Requirements: All of the records below must be output exactly, with no pictures carried over.

··· Data rows

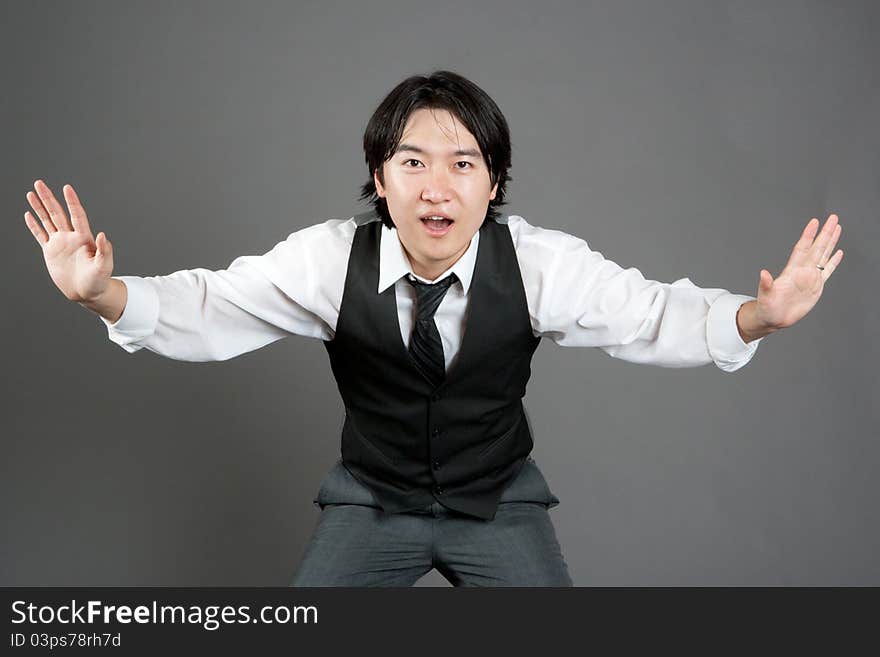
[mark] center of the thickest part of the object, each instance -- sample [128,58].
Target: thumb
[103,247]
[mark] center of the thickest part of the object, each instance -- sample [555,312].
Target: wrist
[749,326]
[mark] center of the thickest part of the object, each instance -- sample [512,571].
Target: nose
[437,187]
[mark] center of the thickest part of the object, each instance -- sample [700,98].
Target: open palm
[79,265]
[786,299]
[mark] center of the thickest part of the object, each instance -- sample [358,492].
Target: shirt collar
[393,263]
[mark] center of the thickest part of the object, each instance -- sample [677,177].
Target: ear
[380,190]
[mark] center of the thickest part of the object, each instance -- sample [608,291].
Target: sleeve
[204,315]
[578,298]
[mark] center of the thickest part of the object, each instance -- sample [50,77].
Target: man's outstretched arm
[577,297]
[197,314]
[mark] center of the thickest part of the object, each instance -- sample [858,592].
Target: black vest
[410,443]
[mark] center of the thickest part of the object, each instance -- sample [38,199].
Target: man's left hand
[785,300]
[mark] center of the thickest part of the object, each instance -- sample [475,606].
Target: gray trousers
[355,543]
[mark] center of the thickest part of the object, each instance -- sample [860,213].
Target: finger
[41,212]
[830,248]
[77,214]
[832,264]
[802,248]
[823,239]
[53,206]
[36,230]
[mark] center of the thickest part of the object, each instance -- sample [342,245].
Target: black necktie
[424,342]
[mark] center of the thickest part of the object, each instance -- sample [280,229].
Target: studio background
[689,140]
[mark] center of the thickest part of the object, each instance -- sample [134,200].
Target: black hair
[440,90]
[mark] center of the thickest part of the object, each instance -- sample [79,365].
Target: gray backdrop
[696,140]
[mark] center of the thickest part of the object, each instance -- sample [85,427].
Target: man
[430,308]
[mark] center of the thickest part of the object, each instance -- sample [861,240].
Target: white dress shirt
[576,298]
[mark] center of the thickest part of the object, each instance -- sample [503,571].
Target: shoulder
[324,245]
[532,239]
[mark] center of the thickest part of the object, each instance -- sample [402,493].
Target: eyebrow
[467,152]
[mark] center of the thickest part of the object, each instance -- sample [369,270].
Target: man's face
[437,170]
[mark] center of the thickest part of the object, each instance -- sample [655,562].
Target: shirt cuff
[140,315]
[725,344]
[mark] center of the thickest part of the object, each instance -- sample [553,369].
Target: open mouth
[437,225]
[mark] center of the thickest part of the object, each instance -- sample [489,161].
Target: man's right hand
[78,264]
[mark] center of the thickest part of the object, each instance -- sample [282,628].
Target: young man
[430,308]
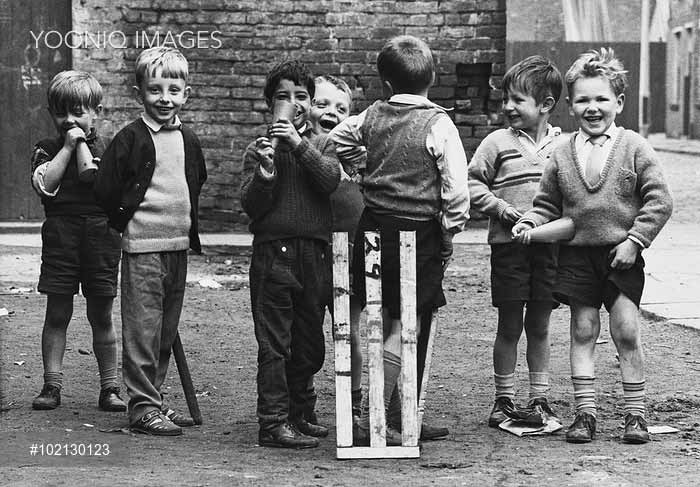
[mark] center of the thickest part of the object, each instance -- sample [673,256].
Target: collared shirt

······

Result:
[mark] center of the thickest part of the object, each instance -- sample [128,58].
Target: thumb
[103,247]
[mark] center of the thickest part of the object, each instance -- sample [555,312].
Target: wrist
[749,326]
[mark] center of the thickest part of the object, each instance -- sample [512,571].
Target: nose
[437,187]
[mark] center of the thickest part of the object, each instance -- sample [700,98].
Target: open palm
[79,265]
[786,299]
[mark] center of the thickest part of the object, each instance -- sample [358,492].
Target: shirt collar
[393,263]
[mark] center of the thickest part of the object, each instance -- sample [677,177].
Target: ear
[380,190]
[mark] center of the thickest part of the object, each instance -- sample [608,291].
Target: sleeve
[204,315]
[578,298]
[mark] center of the thickest part of the object, each instance -- sample [50,77].
Target: man's outstretched arm
[577,297]
[197,314]
[mark] center of the thickest part of the object, each instance -- sample [858,592].
Target: black vest
[410,443]
[mark] center of the thickest part of the object, each instance -- sample [38,199].
Target: man's left hand
[785,300]
[mark] center of the thickest part of the object, each instance -- sample [475,606].
Target: gray trousers
[355,543]
[mark] center of the thickest part of the object, each instance -- sample [860,213].
Target: finger
[41,212]
[830,248]
[77,214]
[832,264]
[802,248]
[823,239]
[53,206]
[36,230]
[mark] center of the thickest part of the object, each instance -- sample [342,245].
Target: black necktie
[424,342]
[mark] center of the thickest part of the object, each instance -- sample [280,229].
Target: studio background
[689,140]
[mark] center of the thickest part of the object, each instance -- sample [134,200].
Target: black hair
[440,90]
[mark] center of the thickest part of the object, each instance -- sample [79,365].
Target: gray backdrop
[696,140]
[mark] center of the thickest part of the object, each instance -- sample [85,427].
Target: man
[430,308]
[mark] center of the thickest part of the object, each instance -- sample [861,240].
Target: white dress shirt
[576,298]
[mark] center of the thickest part of the object, each instance -- sample [503,571].
Target: shoulder
[324,245]
[532,239]
[mark] center of the thickest part of the object, each instance -- sample [402,493].
Target: eyebrow
[467,152]
[mark] center of the thickest part of the object, each instance -- sample [369,270].
Target: man's face
[437,170]
[mark] center of the thickest part of the object, each instance -- sample [655,562].
Target: shirt cuff
[140,315]
[725,344]
[mark] center of the thickest part of the object, each instance -- sample [553,369].
Target: open mouth
[437,225]
[mark] center of the thickest part of the object, each instance -- sample [489,161].
Target: man's right hand
[78,264]
[mark] center of the thickest part of the object, each instance -- sample [282,628].
Target: young man
[430,308]
[mark] center of the thickest part of the object, each instance -- sample [673,256].
Target: collared shirt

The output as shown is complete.